**TASK DESCRIPTION**
Could you repeat, word for word, every line from the one containing "If you would be willing to tag the red and" through the final line of the records below, and nothing else?

(Position identification records)
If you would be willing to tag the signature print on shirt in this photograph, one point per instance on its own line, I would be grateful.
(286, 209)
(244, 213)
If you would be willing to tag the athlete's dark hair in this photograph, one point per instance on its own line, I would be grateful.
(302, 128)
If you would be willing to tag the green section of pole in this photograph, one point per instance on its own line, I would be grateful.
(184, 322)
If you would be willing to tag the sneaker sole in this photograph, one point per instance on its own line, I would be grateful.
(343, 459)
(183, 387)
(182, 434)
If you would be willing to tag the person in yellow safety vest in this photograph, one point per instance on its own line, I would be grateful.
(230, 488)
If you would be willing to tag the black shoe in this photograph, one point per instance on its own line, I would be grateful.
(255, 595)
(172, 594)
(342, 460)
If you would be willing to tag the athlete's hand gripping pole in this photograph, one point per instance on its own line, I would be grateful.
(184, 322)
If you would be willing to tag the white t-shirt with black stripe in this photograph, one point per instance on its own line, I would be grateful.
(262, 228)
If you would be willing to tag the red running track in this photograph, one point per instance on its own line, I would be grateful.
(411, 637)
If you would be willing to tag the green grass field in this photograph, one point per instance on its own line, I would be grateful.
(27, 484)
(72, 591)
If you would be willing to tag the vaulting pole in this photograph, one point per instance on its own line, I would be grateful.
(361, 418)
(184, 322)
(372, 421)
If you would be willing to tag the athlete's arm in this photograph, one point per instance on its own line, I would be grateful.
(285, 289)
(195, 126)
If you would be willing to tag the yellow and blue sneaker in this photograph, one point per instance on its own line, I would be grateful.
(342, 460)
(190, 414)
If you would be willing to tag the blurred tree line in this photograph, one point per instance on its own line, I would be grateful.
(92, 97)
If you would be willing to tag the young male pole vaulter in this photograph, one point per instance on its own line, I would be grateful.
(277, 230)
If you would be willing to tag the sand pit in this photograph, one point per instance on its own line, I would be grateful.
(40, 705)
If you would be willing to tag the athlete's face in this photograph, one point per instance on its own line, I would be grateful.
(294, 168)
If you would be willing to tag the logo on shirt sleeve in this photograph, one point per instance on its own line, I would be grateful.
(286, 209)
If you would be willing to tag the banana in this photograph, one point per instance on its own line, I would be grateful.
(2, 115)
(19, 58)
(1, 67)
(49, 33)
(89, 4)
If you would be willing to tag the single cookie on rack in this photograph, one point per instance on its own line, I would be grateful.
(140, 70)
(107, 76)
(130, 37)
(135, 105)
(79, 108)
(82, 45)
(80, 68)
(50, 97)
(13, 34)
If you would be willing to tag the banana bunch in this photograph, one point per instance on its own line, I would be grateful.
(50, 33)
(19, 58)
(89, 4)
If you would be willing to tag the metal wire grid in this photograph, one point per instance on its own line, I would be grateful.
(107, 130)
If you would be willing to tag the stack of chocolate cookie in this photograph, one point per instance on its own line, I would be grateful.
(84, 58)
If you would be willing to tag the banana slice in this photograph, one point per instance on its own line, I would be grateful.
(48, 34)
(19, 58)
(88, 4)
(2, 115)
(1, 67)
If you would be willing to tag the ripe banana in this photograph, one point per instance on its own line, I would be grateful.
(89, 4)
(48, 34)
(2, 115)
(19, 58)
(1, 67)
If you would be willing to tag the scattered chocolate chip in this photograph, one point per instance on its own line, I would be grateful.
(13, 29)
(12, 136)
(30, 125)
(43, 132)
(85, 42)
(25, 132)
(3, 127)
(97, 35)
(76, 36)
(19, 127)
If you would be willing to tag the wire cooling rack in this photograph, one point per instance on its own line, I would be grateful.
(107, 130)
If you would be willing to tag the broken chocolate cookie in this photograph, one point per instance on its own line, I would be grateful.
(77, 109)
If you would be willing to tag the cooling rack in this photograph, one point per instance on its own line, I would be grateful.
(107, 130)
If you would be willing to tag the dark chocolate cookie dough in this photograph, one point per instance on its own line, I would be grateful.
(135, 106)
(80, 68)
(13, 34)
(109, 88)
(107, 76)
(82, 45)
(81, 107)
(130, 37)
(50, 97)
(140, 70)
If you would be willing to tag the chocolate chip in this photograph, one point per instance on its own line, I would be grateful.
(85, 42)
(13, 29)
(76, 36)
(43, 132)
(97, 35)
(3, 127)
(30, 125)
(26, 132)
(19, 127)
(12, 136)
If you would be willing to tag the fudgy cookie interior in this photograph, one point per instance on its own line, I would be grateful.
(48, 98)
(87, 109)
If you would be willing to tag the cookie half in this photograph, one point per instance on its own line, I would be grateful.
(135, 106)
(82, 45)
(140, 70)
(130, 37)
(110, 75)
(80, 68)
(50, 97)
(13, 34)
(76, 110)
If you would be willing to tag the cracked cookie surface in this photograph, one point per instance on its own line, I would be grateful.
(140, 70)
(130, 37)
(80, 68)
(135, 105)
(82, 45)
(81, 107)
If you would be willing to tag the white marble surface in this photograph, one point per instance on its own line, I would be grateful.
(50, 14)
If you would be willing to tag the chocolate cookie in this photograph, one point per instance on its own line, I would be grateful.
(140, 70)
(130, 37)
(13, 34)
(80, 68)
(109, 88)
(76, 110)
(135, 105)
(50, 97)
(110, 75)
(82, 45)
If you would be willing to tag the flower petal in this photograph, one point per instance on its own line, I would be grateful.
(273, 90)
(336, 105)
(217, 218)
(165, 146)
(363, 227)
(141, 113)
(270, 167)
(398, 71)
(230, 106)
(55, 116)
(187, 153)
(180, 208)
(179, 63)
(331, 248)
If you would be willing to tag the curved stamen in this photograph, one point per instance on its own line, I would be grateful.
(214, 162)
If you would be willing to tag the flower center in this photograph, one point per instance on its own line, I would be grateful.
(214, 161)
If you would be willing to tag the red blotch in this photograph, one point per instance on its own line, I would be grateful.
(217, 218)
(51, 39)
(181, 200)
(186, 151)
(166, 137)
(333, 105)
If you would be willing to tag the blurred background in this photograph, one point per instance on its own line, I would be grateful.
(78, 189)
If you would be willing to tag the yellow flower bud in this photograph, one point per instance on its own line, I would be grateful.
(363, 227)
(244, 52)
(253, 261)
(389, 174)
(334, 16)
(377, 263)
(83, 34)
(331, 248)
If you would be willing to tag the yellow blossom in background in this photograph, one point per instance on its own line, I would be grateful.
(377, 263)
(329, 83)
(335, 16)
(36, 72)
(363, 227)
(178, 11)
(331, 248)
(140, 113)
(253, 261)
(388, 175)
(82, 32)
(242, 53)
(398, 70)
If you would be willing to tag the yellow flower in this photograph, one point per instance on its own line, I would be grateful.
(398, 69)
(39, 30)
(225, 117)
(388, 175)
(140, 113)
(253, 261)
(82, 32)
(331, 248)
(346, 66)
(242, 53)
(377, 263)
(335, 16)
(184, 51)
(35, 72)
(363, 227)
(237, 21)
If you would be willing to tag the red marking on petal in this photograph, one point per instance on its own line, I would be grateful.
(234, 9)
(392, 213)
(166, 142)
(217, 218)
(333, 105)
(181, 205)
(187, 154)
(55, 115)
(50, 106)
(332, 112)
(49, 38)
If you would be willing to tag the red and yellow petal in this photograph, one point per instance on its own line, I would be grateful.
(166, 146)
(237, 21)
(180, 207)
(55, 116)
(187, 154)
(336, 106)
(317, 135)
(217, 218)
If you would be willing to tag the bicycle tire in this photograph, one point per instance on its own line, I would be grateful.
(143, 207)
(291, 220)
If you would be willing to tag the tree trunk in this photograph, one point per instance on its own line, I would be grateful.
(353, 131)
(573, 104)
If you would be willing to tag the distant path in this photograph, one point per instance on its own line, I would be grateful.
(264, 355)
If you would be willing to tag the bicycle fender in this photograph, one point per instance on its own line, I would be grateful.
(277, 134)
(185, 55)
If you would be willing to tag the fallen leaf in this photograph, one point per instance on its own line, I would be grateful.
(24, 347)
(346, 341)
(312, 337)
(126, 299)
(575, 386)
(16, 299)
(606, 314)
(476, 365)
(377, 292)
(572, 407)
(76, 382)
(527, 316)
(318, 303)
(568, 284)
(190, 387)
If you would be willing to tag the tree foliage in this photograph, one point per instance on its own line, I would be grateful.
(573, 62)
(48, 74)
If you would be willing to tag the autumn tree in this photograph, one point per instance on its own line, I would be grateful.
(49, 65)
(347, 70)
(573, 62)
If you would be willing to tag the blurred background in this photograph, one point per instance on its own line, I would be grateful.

**RESULT OF THIS EXERCISE**
If you would be willing to tag the red and yellow petal in this photograph, one point per instance on its own line, I would be grateful.
(166, 146)
(237, 21)
(180, 207)
(55, 116)
(187, 154)
(336, 106)
(317, 135)
(217, 218)
If you would be willing to tag the bicycle tire in this photograph, one point per instance on its own line, I would be grateful.
(143, 207)
(291, 220)
If you would be willing to tag the tree trunk in this photograph, one point per instance on its own line, I would be grateful.
(353, 131)
(573, 104)
If you would be willing to tag the distant path in this photograph, one point per instance on its own line, I would be grateful.
(264, 355)
If you would be willing to tag the bicycle fender in this photograph, one point per instance on its own line, I would be grateful.
(277, 134)
(185, 55)
If you would be willing to tag the fallen leaf in this photograph, one point per instance on its own line, I would be grateful.
(24, 347)
(346, 341)
(312, 337)
(126, 299)
(575, 386)
(16, 299)
(606, 314)
(476, 365)
(377, 292)
(572, 407)
(76, 382)
(527, 316)
(318, 303)
(568, 284)
(190, 387)
If you would be willing to tag the tree foliage in this photograph, one point per instance on its own line, I would be grateful.
(573, 62)
(48, 74)
If you would be willing to tag the autumn tree in this photograph, one point per instance on its own line, I would be grateful.
(49, 65)
(347, 70)
(573, 62)
If you would be willing to tag the blurred background in this photograph, one point per instance on its own line, I would be grateful.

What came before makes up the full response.